● **What you are asked to do**: Write out a word-for-word repetition of the lines that come before the line containing "TARGET: red santa hat" in the listing below, along with that line itself, omitting pictures.

★ ★ ★

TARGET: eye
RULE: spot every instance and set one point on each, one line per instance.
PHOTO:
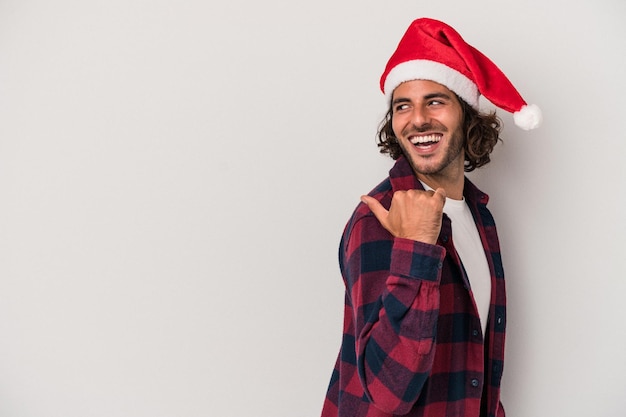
(400, 107)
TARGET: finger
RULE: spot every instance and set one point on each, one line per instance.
(441, 193)
(379, 211)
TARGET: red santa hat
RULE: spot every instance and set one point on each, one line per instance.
(432, 50)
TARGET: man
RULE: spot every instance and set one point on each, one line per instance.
(425, 300)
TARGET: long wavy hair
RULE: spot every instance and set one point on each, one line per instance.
(481, 134)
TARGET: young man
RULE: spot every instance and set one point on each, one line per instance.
(425, 299)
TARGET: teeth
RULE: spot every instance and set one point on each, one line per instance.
(415, 140)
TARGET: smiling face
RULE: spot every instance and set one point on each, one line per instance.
(427, 120)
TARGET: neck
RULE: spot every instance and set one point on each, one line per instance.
(453, 187)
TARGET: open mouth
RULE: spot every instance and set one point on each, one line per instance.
(425, 140)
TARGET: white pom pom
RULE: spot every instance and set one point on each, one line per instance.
(529, 117)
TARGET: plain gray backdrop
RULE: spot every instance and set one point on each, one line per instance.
(175, 176)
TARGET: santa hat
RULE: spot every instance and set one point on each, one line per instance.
(432, 50)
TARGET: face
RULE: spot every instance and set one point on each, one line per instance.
(427, 120)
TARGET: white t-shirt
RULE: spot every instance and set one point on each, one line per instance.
(470, 249)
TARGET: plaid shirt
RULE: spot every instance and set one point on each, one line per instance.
(412, 340)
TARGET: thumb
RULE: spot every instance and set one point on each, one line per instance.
(442, 194)
(379, 211)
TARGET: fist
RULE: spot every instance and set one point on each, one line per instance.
(413, 214)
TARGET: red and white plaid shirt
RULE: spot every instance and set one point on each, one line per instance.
(412, 339)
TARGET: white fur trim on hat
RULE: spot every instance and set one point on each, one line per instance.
(421, 69)
(528, 117)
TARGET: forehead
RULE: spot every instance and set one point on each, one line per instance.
(421, 88)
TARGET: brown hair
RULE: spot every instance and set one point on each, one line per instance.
(481, 131)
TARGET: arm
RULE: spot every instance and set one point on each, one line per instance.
(393, 284)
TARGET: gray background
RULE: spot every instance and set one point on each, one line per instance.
(175, 176)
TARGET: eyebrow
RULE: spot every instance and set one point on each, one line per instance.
(426, 97)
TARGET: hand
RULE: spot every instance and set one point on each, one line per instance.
(413, 214)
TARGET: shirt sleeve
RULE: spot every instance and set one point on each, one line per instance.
(393, 286)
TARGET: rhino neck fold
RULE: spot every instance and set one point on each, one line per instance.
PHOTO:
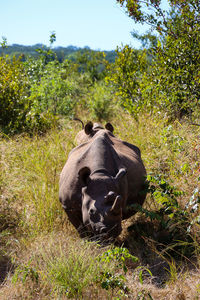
(105, 158)
(102, 171)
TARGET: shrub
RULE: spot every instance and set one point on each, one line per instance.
(13, 95)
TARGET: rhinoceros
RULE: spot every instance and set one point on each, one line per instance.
(101, 179)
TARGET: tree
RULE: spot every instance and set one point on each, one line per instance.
(174, 71)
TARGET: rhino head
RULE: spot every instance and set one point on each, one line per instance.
(102, 203)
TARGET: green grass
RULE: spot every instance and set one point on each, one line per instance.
(48, 259)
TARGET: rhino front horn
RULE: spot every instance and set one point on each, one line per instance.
(117, 206)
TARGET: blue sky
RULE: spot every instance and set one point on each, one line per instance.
(99, 24)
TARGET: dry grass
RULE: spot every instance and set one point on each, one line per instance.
(37, 240)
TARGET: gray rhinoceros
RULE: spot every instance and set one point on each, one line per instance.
(100, 181)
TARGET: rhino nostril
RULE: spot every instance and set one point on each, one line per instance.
(103, 230)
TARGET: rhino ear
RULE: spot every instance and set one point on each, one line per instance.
(116, 208)
(89, 128)
(121, 173)
(84, 175)
(109, 127)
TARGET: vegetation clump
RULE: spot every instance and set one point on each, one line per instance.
(151, 96)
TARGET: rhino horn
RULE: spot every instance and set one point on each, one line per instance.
(117, 206)
(84, 174)
(89, 128)
(109, 127)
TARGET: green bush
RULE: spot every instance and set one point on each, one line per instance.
(14, 102)
(101, 102)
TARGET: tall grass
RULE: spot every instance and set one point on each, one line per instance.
(48, 259)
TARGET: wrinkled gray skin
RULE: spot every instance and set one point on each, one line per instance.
(102, 177)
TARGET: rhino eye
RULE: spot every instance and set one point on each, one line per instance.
(92, 211)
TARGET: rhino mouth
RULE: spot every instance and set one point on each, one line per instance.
(106, 233)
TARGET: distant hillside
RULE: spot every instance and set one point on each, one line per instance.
(61, 52)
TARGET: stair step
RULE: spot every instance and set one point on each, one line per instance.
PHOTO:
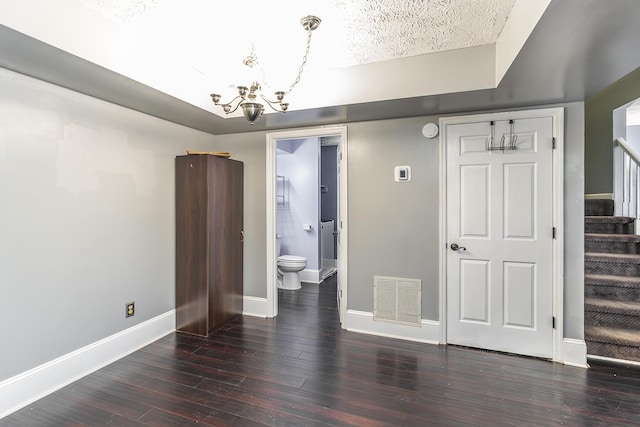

★ ★ ★

● **Response to the task**:
TARGET: eye
RULE: spot every instance and set one point on each, one line per instance.
PHOTO:
(400, 107)
TARGET: finger
RULE: spot every instance and set one point on each, one line per instance.
(441, 193)
(379, 211)
TARGET: red santa hat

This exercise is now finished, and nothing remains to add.